> **What to work on**: Would you output the following records verbatim and skip the images in them?

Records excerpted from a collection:
== Segment start ==

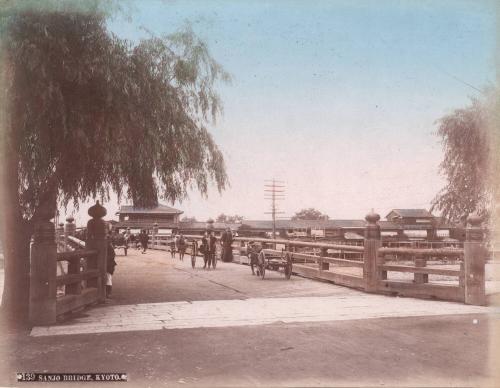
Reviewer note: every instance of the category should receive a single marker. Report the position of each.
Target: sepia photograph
(236, 193)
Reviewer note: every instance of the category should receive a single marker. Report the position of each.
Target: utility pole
(274, 190)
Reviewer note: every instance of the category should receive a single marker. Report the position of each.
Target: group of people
(125, 239)
(208, 249)
(178, 244)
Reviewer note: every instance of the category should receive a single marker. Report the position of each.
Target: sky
(338, 99)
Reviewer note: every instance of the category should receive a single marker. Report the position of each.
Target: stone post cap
(97, 211)
(475, 220)
(372, 217)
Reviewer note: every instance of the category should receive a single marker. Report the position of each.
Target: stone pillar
(372, 244)
(43, 290)
(474, 262)
(97, 239)
(324, 266)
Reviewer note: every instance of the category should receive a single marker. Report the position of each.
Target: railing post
(97, 239)
(43, 291)
(154, 234)
(60, 239)
(474, 262)
(420, 278)
(372, 244)
(69, 228)
(325, 266)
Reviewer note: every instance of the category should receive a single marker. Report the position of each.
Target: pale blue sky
(337, 98)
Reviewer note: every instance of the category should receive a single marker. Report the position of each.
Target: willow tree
(468, 138)
(86, 113)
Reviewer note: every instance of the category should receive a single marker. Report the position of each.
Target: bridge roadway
(170, 325)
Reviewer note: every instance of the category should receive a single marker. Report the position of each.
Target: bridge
(170, 324)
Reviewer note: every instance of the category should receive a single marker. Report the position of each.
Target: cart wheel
(262, 264)
(262, 271)
(288, 267)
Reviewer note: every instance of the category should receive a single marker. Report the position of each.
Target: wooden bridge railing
(82, 281)
(417, 270)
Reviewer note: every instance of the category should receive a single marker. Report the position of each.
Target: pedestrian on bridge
(181, 246)
(212, 245)
(227, 248)
(204, 249)
(144, 238)
(110, 268)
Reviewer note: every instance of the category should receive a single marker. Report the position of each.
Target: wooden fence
(68, 280)
(416, 270)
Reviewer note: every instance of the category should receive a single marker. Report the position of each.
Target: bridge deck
(152, 291)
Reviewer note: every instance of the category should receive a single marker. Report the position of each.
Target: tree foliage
(309, 214)
(229, 219)
(85, 113)
(466, 136)
(91, 112)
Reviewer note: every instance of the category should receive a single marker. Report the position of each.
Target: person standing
(172, 248)
(204, 250)
(181, 244)
(211, 249)
(110, 268)
(227, 249)
(144, 238)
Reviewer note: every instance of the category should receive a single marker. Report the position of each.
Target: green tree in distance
(86, 113)
(309, 214)
(467, 136)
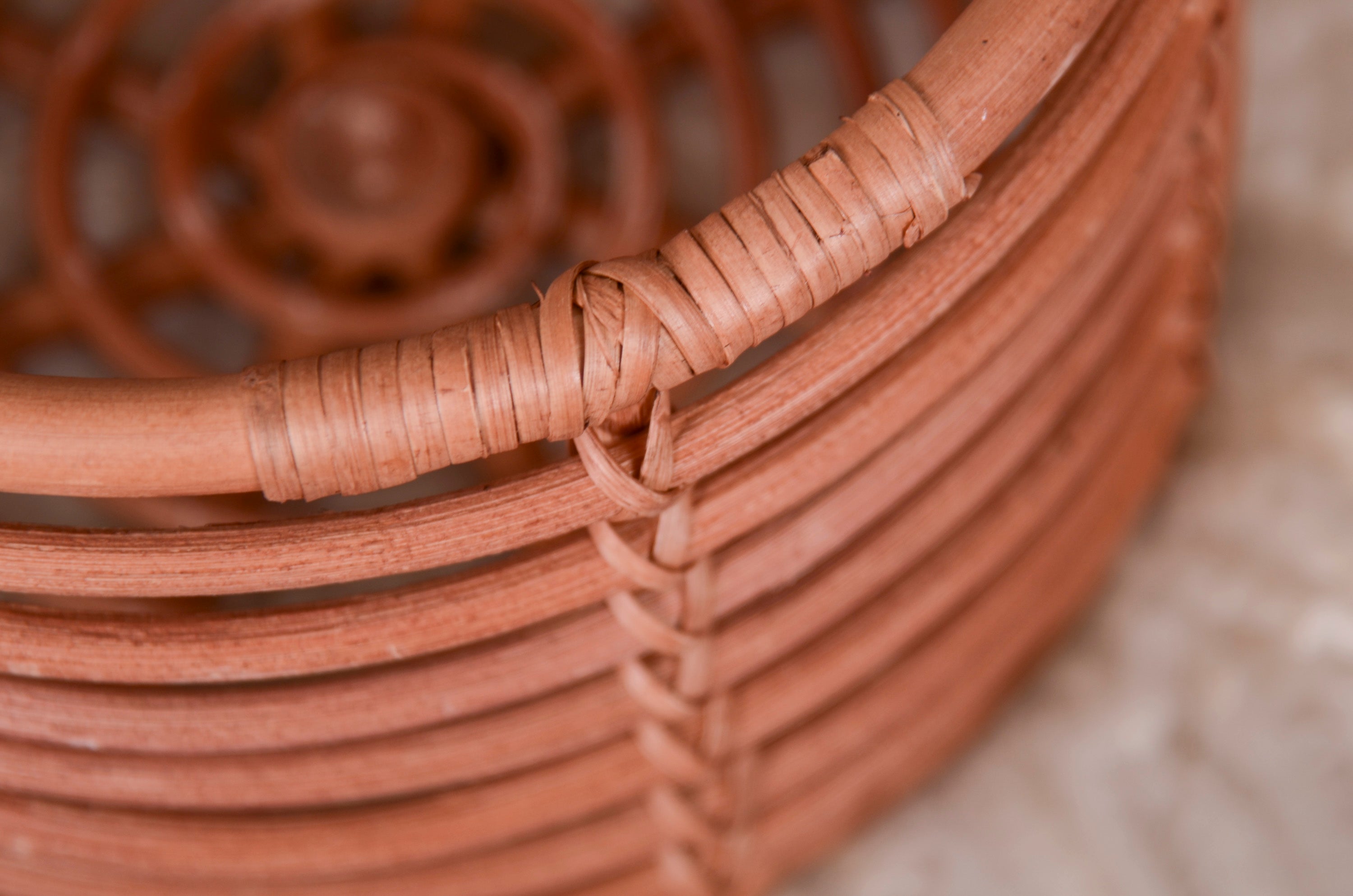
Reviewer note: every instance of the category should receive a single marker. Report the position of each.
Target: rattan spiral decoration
(703, 645)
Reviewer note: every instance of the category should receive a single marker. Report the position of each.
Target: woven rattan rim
(359, 421)
(762, 618)
(428, 534)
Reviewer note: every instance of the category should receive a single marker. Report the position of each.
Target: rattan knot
(604, 336)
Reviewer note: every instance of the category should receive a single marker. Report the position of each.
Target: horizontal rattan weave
(716, 638)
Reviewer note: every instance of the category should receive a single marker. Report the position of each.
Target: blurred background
(1194, 737)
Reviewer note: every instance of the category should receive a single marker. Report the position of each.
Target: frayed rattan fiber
(720, 637)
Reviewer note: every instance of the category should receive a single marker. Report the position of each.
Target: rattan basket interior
(713, 630)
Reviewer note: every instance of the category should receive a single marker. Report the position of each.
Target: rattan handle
(603, 335)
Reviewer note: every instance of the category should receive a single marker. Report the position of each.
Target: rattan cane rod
(423, 528)
(943, 648)
(421, 761)
(467, 817)
(148, 642)
(998, 59)
(213, 714)
(1054, 584)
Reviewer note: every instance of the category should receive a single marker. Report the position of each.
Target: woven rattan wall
(713, 641)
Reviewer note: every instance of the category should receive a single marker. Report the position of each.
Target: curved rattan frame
(874, 533)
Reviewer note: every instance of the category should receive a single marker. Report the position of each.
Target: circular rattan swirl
(726, 633)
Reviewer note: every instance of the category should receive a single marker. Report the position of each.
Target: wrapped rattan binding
(742, 627)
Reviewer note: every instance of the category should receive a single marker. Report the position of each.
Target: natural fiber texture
(716, 638)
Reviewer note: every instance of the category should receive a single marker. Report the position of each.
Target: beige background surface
(1195, 734)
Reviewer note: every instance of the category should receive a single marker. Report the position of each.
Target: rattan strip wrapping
(785, 660)
(228, 561)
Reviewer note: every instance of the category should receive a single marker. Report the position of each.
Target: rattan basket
(712, 639)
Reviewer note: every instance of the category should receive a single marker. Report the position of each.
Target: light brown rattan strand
(870, 637)
(374, 520)
(255, 712)
(183, 844)
(249, 711)
(966, 622)
(984, 76)
(442, 757)
(138, 626)
(217, 721)
(140, 731)
(423, 535)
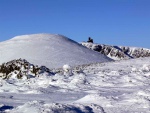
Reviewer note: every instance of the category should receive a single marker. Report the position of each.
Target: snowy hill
(49, 50)
(111, 87)
(118, 52)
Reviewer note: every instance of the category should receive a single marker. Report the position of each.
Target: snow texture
(49, 50)
(118, 52)
(113, 87)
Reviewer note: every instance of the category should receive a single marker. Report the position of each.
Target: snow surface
(112, 87)
(118, 52)
(49, 50)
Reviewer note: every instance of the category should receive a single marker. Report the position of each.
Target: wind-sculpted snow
(118, 52)
(52, 51)
(114, 87)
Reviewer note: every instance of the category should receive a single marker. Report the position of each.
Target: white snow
(95, 87)
(49, 50)
(113, 87)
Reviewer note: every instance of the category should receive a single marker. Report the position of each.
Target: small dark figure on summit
(90, 40)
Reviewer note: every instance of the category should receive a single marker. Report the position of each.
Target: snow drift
(118, 52)
(49, 50)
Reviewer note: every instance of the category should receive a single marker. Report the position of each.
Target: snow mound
(50, 50)
(118, 52)
(40, 107)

== Segment end ==

> **Problem solution**:
Reviewer note: every instance of the category should receive a single marker. Report the position of each.
Target: sepia photograph
(236, 193)
Reviewer note: every instance of the category should receive a single marker. Report the position of each.
Target: utility pole
(274, 190)
Reviewer note: every instance of the category should receive a single marker. Report the position of each.
Target: group of people
(125, 239)
(208, 249)
(178, 244)
Reviewer note: every instance of the category should receive a single marker. Report the position of each.
Target: sky
(338, 99)
Reviewer note: every instance of the category should receive a single marker. Report the position of each.
Target: stone post cap
(97, 211)
(475, 220)
(372, 217)
Reviewer note: every instance of the category should receive a single marker. Report the position of each.
Target: stone pillar
(372, 244)
(43, 290)
(474, 262)
(97, 239)
(324, 266)
Reviewer note: every instance of the category should receive a single marker. Report the position of each.
Target: railing post
(97, 239)
(43, 291)
(154, 234)
(60, 239)
(474, 262)
(420, 278)
(372, 244)
(69, 228)
(325, 266)
Reviewer note: every instance of the category should receive a single marker. Report the position of each.
Target: pale blue sky
(337, 98)
Reviewer note: every instance of the category should receive a single marker. Report the position of each.
Target: willow tree
(468, 138)
(86, 113)
Reviewer note: every instance of the category should receive a single marker. Report the position of each.
Target: bridge roadway
(170, 325)
Reviewer note: every instance of the category should receive a single marker. Report the position of each.
Target: bridge
(170, 324)
Reviewer note: every instance of the category should receive a single marker. Report the position of each.
Target: cart wheel
(262, 264)
(262, 271)
(288, 267)
Reviewer note: every instance of the category should receive a single marker. Report the position of each.
Target: wooden bridge railing
(82, 281)
(417, 270)
Reviewer note: every instance of the category should receive a single marker. Report the position of each.
Target: pedestrian on bridge
(181, 246)
(212, 245)
(227, 248)
(204, 249)
(144, 238)
(110, 268)
Reviewer note: every instance of the category should receive a single marker. Report the position of each.
Target: wooden fence
(68, 280)
(416, 270)
Reviewer note: every instance of the category should receive a single marker. Report the position of each.
Target: bridge deck
(152, 291)
Reviewer note: every instance of the category should receive a single marker. Report the position of each.
Target: tree foliage
(309, 214)
(229, 219)
(85, 113)
(466, 136)
(91, 112)
Reviewer note: every instance of the category should receive a single marker. Report the position of each.
Target: person standing
(172, 248)
(204, 250)
(181, 244)
(211, 249)
(110, 268)
(227, 249)
(144, 238)
Reviewer note: every instance of the category should receive a single marker. Report the position of each.
Target: green tree in distance
(86, 113)
(309, 214)
(467, 136)
Reviewer note: every instance of the category should receive a single marker. Report the position of each.
Target: rattan spiral decoration
(703, 645)
Reviewer note: every instance of the category should receive a single marker. Report the position of each.
Target: woven rattan rim
(359, 421)
(762, 618)
(428, 534)
Reviewer note: every instance of the category should receive a single marker. Report the position of each.
Target: rattan knot
(604, 336)
Reviewer note: every instance of the category should receive a single marker. Report the position of each.
Target: horizontal rattan weave
(716, 638)
Reviewer note: every instance of the category should receive a single marker. Report the position of each.
Target: blurred background
(1194, 737)
Reviewer note: every instance of the category should receive a single marker. Report the position of each.
Target: frayed rattan fiber
(720, 637)
Reviewer note: every instance of the category should receive a single marker. Report the position of each.
Target: rattan basket interior
(713, 630)
Reviewer note: every instance of the category should receive a single marker. Report the position of each.
Target: rattan handle
(603, 335)
Reviewer note: every instance of the category should receive a single marker. Report the position of each.
Target: rattan cane rod
(423, 528)
(943, 648)
(421, 761)
(467, 817)
(148, 642)
(998, 59)
(213, 714)
(1054, 584)
Reviewer note: every instance of the category should receive a single marker. Report the position of each.
Target: woven rattan wall
(713, 641)
Reviewer note: every instance of the category should receive a single marker. Report the position of each.
Target: curved rattan frame
(874, 533)
Reviewer note: every instance of the category should receive a single marker. Report the position of each.
Target: circular rattan swirl
(726, 633)
Reviewer note: every instance of the category should receive a single marker. Report the position of each.
Target: wrapped rattan binding
(742, 627)
Reviewer note: every instance of the category should receive a single marker. Report the position of each.
Target: natural fiber texture
(716, 638)
Reviewer note: every instance of the category should receive a single marker. Report the position of each.
Target: beige background surface
(1195, 734)
Reviewer note: every instance of the category should receive a single marker. Report the position of each.
Target: rattan strip wrapping
(785, 660)
(228, 561)
Reviewer note: every instance of the category should receive a single marker. Report the position of each.
Target: rattan basket
(712, 639)
Reviewer note: every instance of the category should receive a single marker. Report the position of each.
Target: light brown rattan strand
(870, 637)
(374, 520)
(255, 712)
(183, 844)
(249, 711)
(966, 622)
(984, 76)
(442, 757)
(138, 626)
(217, 721)
(140, 731)
(423, 535)
Reviewer note: every instance of the category should receive a single marker. Report the position of each.
Target: snowy hill
(49, 50)
(111, 87)
(118, 52)
Reviewer note: every instance of the category should receive a single marker. Report the position of each.
Target: snow texture
(49, 50)
(118, 52)
(113, 87)
Reviewer note: every instance of the category should receive a single marker. Report the position of each.
Target: snow surface
(112, 87)
(118, 52)
(49, 50)
Reviewer note: every instance of the category should receive a single marker. Report the position of each.
Target: wind-sculpted snow
(118, 52)
(52, 51)
(114, 87)
Reviewer note: every instance of the category should receive a single marker. Report the position of each.
Target: white snow
(95, 87)
(49, 50)
(113, 87)
Reviewer note: every instance of the category should receive a single marker. Report the position of each.
Target: small dark figure on summit
(90, 40)
Reviewer note: every instance of the category should receive a single marker. Report the position of each.
Target: snow drift
(118, 52)
(49, 50)
Reviewer note: every instance of the category should receive a single marker. Report the position of each.
Target: snow mound
(50, 50)
(118, 52)
(40, 107)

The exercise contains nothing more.